Set task:
All material below is to be reproduced exactly.
####################
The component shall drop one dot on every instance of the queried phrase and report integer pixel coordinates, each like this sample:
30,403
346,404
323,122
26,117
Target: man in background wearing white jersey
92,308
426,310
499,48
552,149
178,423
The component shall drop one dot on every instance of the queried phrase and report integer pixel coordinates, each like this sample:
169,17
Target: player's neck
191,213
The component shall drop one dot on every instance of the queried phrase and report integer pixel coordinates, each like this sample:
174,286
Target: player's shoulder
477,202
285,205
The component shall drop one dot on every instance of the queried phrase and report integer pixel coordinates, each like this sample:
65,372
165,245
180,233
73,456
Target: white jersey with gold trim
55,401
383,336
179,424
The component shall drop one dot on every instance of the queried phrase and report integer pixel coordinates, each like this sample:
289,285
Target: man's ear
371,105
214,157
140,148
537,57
####################
Task solution:
The component shall drop one dot on every instance of the queried phrase and report integer pixel coordinates, each like this sample:
30,403
346,404
323,122
26,117
Target: man in background wearing white jersey
92,308
426,310
499,48
552,149
178,423
The component shall drop one dot on every instance of the queried phrase and report integer pixel coordinates, each like this sample:
169,17
Target: player's neck
191,213
The component shall drop one dot on every instance of the queried phrase and report integer pixel coordinates, each like this sample:
174,286
Target: player's shoulder
477,202
285,205
The component shall drop one dot on every instance of the queried phrase and report integer pixel coordinates, each like this sample:
65,372
165,245
180,233
73,456
Target: white jersey with gold trim
55,401
383,336
179,424
The component shall drop one dot on every instance of the queried phrase and report integer pixel coordinates, each like this sample:
289,285
Target: man's ear
371,105
214,157
140,148
537,57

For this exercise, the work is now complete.